## Directions
From first line to last, retype the data exactly.

## Data records
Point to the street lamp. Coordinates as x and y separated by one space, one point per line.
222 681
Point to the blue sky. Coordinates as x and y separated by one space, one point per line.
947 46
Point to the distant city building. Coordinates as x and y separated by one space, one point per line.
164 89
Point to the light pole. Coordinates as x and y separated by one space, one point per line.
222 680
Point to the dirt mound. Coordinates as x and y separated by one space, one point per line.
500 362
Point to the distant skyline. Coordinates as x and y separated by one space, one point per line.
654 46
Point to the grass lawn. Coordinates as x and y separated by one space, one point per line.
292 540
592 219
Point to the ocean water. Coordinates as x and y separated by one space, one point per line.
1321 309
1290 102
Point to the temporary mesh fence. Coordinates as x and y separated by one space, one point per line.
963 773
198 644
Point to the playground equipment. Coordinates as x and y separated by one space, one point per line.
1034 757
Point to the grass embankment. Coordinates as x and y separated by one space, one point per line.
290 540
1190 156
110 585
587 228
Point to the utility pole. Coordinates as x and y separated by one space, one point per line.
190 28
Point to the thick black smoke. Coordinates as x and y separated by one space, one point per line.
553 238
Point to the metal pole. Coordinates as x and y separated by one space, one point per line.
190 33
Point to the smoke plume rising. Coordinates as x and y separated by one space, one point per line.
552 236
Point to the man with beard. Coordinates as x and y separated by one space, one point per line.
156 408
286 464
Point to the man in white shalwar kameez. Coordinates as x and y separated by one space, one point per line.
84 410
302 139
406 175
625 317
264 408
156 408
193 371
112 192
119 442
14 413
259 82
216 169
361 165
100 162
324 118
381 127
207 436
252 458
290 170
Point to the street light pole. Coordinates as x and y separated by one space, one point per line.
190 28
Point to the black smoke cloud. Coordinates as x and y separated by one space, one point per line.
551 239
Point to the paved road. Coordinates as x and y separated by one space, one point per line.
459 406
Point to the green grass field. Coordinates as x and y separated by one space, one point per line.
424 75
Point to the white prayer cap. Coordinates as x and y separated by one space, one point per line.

## Reply
Point to the street lamp. Coordinates as x and y separated by one space, one point per line.
222 681
Point to the blue sky. Coordinates as x and y separated by one space, one point per line.
947 46
Point to the distant city building. Coordinates as x and y separated by one space, one point per line.
164 89
Point to the light pole. Coordinates as x and y separated by one space, one point per line.
222 680
Point to the dirt mound. Coordinates as x and y separated by one space, one point per line.
500 362
Point to the distant skyline. Coordinates as x and y separated by one space, one point per line.
654 46
Point to the grass lawn. Coordinates as x and y separated by one space, one point per line.
292 540
592 219
Point to the ocean water. Coordinates as x and y separated by one space, one point per line.
1321 309
1290 102
Point to the temporary mesh fence. Coordinates as x and y separated by one space, one point per line.
963 773
198 644
Point to the playground equipment. Coordinates as x and y separated by one space, one point per line.
1034 757
Point to the grass embankment. Coordinates as x and y separated by one space, one point per line.
290 540
1190 156
110 585
587 228
Point to the utility pole. Coordinates as x and y separated by one space, one point per line.
190 28
Point to the thick black smoke. Coordinates as x and y separated by one space, one point per line.
553 238
Point to the metal pole. Coordinates as x and y separated by one space, one point per line.
190 33
Point to the smoke plume rising. Coordinates as x and y separated by one space, one point per line.
552 236
Point to the man with beard. Coordinates as x and y separated by one space, one point per line.
156 408
286 464
Point to the man in white shalwar kameez. Coordinates as x and y separated by one space, one point per line.
84 410
302 139
406 175
625 317
264 408
156 408
193 371
112 192
119 442
14 413
259 82
216 169
361 165
100 162
324 118
381 127
207 436
252 458
290 170
Point to the street light pole. Coordinates as x and y separated by one space, one point per line.
190 28
Point to the black smoke cloud. Coordinates as x and y separated by one space, one point per line.
551 239
Point to the paved road. Coordinates as x and y separated by one space, one point per line.
459 406
Point to the green grass field. Coordinates as x and y separated by one space, one point per line.
424 75
Point to the white prayer cap. Coordinates as x and y separated by one space, one point per line.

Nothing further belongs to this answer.